(Entries from an annotation dataset)
»»

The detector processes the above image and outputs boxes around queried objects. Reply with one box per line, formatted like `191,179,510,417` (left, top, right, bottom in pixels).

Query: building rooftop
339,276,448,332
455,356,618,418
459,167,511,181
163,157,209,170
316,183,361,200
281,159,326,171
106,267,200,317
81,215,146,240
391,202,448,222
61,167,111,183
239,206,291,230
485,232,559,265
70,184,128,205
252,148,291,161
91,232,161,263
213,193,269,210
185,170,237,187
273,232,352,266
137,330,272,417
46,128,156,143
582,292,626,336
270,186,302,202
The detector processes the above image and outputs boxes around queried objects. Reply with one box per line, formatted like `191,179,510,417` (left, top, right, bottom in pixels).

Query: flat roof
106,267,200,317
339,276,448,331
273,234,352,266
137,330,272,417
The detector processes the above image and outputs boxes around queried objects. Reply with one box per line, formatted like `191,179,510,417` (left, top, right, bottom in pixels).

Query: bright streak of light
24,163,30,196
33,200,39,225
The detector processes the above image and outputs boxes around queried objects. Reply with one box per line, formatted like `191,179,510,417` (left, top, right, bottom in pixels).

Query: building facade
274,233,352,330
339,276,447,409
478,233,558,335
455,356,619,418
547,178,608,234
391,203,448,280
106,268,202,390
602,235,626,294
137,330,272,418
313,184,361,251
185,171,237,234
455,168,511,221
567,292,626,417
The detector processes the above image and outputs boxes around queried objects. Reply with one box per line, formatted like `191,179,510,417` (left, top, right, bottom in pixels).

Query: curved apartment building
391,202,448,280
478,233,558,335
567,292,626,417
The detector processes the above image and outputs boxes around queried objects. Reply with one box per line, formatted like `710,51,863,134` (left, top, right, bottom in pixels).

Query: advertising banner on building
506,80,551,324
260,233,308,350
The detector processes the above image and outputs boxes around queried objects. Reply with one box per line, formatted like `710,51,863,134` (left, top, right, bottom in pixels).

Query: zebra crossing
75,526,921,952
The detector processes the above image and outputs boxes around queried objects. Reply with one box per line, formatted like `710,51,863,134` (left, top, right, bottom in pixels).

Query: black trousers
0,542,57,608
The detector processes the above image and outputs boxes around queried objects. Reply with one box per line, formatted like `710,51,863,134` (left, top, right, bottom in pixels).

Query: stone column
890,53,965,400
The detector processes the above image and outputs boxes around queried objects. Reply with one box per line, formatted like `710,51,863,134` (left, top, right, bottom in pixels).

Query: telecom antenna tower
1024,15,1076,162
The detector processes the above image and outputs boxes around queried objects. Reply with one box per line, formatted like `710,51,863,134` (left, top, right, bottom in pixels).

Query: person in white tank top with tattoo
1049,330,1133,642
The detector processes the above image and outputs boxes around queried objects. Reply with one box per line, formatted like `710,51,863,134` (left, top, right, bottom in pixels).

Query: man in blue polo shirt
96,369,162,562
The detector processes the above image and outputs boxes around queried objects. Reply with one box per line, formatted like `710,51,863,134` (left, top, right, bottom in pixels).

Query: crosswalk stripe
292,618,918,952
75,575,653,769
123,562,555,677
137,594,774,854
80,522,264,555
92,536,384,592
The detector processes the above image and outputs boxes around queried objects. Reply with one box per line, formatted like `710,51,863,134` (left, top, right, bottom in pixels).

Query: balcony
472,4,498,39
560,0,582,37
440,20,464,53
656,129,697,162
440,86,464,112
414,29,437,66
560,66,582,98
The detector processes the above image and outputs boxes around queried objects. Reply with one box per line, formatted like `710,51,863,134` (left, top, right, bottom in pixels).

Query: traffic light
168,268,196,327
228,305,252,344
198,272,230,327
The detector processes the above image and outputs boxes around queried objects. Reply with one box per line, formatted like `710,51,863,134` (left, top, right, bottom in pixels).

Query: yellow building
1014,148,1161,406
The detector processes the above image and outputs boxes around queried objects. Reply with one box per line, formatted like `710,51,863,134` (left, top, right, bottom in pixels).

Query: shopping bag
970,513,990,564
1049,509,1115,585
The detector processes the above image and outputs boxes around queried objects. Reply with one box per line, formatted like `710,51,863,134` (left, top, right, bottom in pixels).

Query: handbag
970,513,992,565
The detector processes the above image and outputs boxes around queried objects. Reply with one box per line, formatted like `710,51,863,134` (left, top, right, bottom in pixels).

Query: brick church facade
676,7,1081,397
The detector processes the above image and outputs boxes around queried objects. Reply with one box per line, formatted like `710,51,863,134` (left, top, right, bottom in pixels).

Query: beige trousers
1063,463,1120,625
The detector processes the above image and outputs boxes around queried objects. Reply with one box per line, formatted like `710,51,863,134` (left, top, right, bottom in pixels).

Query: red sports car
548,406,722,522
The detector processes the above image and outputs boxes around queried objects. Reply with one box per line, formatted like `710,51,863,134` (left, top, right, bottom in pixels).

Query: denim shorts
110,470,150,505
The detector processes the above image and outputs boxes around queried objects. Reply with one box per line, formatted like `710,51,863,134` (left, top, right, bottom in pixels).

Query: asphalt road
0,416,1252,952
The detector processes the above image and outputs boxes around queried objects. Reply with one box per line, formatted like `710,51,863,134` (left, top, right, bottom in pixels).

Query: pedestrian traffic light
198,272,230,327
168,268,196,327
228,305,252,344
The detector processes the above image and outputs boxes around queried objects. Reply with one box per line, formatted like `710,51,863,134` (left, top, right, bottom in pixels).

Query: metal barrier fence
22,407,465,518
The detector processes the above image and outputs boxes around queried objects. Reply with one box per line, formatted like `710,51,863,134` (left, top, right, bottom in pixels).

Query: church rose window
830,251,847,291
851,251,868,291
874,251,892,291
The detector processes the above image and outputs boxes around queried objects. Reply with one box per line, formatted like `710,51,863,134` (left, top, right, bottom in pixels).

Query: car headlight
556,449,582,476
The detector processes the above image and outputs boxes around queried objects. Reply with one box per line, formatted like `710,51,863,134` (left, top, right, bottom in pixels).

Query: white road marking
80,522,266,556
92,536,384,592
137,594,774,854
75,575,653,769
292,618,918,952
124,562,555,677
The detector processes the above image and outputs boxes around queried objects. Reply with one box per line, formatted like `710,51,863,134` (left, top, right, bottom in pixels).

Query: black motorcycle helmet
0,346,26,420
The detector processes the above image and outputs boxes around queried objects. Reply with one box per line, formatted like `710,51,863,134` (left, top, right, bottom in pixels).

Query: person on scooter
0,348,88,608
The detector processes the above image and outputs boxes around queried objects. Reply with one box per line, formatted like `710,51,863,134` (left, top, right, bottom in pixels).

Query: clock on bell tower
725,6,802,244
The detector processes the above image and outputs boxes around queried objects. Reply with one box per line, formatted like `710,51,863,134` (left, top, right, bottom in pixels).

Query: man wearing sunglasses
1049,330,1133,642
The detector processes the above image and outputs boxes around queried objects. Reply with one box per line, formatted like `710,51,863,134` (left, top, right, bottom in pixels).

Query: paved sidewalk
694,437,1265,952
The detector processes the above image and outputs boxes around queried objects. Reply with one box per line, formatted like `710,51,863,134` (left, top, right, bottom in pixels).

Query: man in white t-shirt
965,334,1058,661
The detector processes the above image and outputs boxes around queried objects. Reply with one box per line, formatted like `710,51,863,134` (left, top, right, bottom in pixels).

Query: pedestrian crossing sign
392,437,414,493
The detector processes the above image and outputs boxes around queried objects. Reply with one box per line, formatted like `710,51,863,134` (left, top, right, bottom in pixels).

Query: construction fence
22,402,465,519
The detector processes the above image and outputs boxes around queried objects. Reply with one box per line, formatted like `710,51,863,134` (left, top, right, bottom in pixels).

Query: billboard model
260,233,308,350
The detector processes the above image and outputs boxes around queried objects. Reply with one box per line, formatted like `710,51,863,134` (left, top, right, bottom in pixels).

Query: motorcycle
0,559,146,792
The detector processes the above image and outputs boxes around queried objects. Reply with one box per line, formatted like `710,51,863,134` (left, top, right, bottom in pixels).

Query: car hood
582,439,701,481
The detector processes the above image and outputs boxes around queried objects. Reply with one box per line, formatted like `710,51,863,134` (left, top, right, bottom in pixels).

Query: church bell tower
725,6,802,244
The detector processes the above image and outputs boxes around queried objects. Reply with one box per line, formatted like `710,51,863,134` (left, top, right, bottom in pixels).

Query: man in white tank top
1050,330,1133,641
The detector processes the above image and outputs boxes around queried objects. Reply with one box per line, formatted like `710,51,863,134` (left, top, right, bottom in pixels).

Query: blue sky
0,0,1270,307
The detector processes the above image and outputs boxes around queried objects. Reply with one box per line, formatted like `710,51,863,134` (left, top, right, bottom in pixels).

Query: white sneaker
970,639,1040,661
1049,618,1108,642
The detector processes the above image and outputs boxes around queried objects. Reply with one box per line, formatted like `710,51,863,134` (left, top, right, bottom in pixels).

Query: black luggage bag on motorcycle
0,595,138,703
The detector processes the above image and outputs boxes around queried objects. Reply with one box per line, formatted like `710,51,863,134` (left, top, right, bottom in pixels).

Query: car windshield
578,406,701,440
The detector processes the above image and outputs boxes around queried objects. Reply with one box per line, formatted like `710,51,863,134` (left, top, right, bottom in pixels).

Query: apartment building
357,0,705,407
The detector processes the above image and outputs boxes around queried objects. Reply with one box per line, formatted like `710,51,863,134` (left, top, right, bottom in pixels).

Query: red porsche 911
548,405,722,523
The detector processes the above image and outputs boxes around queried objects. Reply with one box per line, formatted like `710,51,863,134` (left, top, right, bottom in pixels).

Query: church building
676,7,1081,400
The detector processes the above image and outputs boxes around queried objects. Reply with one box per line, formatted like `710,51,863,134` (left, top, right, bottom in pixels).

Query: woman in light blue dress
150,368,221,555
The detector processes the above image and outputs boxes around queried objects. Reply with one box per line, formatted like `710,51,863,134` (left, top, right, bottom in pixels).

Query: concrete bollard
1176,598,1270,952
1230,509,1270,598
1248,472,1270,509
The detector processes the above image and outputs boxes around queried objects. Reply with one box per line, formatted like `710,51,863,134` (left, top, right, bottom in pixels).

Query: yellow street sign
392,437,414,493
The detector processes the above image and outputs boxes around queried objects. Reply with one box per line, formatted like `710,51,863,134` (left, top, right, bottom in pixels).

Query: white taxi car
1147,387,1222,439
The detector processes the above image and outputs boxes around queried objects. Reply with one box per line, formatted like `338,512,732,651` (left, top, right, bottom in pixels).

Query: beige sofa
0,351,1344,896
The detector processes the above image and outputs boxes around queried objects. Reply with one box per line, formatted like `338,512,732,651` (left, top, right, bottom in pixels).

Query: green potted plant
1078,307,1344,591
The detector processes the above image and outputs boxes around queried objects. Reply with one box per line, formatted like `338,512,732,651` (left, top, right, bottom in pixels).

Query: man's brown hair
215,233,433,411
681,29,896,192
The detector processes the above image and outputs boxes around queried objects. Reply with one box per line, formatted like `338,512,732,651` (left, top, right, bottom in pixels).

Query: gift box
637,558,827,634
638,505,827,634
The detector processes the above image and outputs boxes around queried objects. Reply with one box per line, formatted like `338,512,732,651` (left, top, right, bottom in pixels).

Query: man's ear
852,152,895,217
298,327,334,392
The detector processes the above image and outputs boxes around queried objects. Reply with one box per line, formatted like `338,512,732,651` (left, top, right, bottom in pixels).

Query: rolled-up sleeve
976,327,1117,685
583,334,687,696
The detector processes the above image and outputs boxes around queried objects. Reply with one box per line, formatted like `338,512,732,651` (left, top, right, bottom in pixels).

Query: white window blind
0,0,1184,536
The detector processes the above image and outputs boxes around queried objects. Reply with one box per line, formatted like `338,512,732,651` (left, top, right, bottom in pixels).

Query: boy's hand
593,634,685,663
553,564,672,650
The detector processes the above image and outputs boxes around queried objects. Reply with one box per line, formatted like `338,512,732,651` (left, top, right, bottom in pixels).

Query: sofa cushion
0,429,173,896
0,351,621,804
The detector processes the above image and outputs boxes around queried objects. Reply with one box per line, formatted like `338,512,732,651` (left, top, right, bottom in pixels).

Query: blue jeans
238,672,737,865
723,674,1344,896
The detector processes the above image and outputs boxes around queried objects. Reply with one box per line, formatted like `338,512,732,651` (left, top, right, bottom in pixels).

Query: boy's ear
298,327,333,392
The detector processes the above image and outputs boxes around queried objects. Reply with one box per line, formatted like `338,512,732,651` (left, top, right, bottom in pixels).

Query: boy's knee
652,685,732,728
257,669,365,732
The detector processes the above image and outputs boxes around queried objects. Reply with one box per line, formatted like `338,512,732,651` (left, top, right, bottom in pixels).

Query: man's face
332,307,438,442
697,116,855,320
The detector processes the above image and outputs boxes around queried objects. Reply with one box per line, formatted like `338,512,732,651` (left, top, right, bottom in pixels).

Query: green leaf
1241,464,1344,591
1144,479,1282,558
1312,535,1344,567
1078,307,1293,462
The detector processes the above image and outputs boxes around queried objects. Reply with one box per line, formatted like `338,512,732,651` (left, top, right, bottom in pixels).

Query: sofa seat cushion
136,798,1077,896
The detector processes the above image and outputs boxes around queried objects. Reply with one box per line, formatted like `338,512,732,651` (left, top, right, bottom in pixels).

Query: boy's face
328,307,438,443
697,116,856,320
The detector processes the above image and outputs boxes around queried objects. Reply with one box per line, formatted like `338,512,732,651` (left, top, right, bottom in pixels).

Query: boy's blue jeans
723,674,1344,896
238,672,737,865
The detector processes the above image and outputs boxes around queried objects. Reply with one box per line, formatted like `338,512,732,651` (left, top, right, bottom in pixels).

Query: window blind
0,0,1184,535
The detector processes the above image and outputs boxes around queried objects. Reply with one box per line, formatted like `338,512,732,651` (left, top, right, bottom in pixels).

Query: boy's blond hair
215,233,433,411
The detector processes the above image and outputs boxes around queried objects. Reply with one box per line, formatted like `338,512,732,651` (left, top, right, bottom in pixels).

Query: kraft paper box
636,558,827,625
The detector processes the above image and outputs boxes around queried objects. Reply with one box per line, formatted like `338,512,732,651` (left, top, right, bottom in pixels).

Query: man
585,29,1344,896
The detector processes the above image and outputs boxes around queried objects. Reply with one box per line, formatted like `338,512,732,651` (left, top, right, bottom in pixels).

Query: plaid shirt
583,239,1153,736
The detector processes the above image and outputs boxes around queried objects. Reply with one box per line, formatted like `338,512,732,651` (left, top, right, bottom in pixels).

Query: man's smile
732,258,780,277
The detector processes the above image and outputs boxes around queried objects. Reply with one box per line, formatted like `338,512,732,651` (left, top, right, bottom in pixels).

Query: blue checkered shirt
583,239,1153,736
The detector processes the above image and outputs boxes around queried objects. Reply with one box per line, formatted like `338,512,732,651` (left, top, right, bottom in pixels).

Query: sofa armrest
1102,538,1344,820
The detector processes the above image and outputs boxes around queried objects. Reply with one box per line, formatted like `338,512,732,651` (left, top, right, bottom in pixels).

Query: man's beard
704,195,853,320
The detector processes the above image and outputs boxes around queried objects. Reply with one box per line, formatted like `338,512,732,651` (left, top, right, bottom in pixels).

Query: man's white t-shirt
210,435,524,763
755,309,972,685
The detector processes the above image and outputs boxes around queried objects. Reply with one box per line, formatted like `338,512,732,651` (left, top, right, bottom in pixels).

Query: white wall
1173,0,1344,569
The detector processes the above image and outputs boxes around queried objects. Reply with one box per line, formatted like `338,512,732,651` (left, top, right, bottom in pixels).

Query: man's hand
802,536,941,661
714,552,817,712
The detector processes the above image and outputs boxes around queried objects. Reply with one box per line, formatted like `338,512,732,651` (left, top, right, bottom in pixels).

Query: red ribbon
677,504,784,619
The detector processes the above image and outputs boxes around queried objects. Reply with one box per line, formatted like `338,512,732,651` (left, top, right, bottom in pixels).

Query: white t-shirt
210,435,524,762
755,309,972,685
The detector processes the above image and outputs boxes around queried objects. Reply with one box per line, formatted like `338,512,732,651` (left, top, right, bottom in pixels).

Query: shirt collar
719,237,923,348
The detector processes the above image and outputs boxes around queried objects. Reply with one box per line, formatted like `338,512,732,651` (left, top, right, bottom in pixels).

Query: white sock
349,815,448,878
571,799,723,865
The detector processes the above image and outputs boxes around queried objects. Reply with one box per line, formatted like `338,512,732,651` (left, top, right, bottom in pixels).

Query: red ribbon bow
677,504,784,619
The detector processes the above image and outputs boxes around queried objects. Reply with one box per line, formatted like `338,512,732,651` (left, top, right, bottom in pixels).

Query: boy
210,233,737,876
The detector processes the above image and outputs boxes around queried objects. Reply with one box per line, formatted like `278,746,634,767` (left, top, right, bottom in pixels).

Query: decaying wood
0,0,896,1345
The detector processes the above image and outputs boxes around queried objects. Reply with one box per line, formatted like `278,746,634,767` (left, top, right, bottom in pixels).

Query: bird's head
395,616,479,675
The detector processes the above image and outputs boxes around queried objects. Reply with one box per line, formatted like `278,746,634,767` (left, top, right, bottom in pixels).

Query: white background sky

««

■ **OBJECTIVE**:
Count the lines in the records that contain the string "tower". Case counts. Give only the number.

■ **EXERCISE OUTPUT**:
3